Your goal - Count the lines in the rows below that contain the word "each", where uppercase and lowercase count as different, and give only the number.
===============
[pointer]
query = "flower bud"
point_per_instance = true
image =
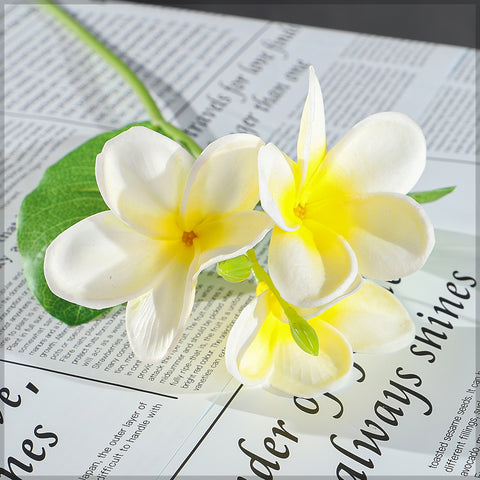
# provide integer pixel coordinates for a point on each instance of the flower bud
(236, 269)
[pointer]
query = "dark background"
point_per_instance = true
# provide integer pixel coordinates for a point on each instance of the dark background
(443, 22)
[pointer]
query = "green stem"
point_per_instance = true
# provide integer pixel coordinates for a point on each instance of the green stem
(263, 276)
(127, 74)
(303, 333)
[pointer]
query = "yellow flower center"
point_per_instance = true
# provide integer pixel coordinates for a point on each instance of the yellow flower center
(188, 237)
(300, 211)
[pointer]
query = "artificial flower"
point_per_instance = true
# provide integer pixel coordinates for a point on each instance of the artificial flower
(344, 213)
(261, 352)
(170, 217)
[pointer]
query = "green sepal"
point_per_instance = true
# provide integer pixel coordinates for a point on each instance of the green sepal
(431, 195)
(67, 193)
(235, 270)
(303, 333)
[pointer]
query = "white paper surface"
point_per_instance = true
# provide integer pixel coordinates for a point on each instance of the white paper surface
(76, 402)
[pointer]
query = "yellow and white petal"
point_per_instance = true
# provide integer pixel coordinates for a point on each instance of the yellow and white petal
(309, 313)
(156, 320)
(242, 334)
(141, 175)
(261, 351)
(297, 373)
(312, 142)
(385, 152)
(223, 180)
(231, 236)
(312, 266)
(391, 235)
(277, 187)
(100, 262)
(372, 320)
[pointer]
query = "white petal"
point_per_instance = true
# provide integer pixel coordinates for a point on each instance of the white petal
(101, 262)
(223, 180)
(390, 234)
(231, 236)
(372, 320)
(277, 187)
(383, 153)
(156, 320)
(312, 143)
(311, 268)
(141, 175)
(241, 335)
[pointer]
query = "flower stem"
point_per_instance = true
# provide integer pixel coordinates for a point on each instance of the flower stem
(302, 332)
(156, 118)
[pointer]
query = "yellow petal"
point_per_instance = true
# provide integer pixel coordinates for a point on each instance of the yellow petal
(312, 266)
(390, 234)
(277, 187)
(385, 152)
(372, 320)
(261, 351)
(223, 180)
(312, 143)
===============
Solution below - 11